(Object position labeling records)
········

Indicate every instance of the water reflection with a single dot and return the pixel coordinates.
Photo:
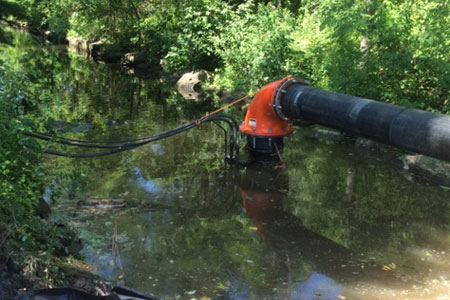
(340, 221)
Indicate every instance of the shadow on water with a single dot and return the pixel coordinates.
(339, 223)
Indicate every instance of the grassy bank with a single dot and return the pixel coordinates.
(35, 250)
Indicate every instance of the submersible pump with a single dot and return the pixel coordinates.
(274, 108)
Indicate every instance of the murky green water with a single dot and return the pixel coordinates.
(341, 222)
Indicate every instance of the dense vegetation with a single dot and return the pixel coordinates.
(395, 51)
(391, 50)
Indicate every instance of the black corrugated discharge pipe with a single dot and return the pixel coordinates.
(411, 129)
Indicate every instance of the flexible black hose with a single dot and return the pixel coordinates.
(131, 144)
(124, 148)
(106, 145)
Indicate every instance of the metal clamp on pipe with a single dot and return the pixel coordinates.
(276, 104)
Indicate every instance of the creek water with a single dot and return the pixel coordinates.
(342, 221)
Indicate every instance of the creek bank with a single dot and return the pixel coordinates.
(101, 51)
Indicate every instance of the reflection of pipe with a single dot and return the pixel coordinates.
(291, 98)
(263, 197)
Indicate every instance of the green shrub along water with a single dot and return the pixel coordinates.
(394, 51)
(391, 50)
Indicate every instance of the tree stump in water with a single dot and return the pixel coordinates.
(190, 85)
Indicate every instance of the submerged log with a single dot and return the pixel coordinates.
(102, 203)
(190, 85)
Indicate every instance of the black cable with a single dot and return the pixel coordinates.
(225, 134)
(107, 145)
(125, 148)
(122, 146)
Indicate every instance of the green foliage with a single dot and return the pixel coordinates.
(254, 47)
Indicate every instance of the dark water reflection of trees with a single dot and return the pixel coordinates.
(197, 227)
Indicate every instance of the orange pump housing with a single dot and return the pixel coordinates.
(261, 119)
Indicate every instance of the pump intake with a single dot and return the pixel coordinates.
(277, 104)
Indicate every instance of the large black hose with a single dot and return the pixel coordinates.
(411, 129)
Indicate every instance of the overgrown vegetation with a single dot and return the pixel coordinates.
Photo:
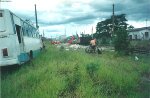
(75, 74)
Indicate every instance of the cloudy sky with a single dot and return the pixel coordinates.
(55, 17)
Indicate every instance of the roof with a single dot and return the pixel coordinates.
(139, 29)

········

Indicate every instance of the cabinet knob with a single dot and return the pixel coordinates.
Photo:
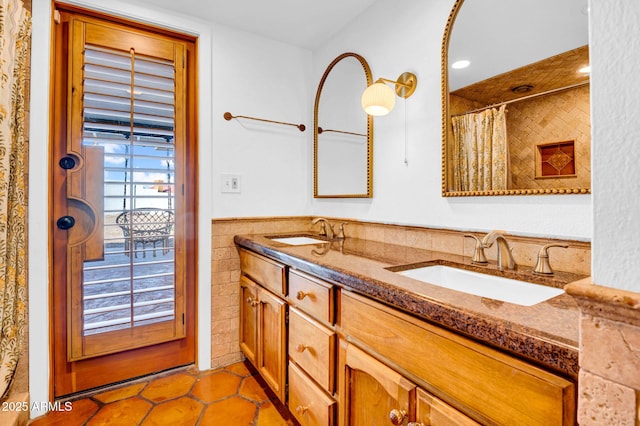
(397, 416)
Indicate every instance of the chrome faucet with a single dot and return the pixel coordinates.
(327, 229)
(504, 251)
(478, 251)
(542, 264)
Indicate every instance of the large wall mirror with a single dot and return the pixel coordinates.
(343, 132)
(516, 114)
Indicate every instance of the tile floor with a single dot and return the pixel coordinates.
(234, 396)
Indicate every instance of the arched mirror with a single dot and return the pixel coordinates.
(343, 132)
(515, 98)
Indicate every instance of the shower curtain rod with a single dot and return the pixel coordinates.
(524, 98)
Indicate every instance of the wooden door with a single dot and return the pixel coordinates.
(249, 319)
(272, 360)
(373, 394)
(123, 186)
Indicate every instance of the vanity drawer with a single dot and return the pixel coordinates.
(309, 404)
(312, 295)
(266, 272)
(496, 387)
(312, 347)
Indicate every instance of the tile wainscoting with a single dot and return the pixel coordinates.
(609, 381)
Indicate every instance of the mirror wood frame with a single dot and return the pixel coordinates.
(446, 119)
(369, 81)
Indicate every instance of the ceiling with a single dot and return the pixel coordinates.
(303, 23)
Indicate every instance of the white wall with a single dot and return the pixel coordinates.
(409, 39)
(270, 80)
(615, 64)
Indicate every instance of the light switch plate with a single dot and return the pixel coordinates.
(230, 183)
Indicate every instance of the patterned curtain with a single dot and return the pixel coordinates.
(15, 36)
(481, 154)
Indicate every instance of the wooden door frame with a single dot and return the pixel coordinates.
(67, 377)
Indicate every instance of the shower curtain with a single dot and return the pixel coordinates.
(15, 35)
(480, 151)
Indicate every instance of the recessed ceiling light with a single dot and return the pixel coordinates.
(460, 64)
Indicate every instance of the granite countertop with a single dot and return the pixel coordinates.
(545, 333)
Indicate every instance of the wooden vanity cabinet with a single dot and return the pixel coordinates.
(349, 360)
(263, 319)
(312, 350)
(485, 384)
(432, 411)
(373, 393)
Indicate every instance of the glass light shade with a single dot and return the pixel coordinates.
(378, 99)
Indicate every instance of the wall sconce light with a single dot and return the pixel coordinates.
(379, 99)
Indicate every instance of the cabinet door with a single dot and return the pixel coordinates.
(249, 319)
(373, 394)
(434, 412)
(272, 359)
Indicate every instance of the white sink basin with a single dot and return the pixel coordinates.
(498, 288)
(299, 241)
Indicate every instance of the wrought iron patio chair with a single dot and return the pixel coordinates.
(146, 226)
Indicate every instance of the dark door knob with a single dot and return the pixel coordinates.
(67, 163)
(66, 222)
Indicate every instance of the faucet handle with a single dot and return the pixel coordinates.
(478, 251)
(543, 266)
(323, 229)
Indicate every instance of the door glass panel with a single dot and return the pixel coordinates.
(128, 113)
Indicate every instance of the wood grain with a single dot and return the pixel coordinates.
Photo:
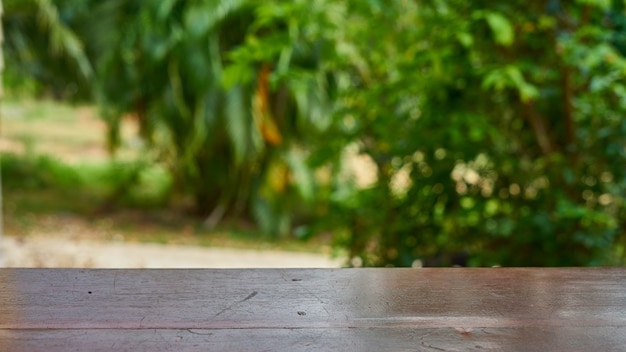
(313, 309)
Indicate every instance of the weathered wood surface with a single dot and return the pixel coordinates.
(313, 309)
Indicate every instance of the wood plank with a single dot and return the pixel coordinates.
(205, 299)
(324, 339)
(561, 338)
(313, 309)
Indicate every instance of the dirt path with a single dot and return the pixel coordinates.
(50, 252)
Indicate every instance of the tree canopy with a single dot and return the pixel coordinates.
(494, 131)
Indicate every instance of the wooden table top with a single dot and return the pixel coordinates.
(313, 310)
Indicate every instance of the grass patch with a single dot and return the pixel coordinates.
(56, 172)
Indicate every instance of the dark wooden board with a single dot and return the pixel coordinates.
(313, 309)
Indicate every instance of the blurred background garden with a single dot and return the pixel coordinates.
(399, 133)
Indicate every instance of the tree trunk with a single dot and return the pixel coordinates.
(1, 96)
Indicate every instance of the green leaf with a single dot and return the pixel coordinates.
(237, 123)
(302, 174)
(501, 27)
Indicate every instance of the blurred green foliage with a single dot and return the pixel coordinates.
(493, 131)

········

● REQUEST: Please locate every line in the records above that contains the word "glass" and copy each one out in full. Case counts, so match the letters' case exactly.

● ANSWER:
Indicate every instance of the glass light shade with a single dot and return the pixel coordinates.
Indicate every instance of the door glass panel with a single dot and return the pixel coordinates.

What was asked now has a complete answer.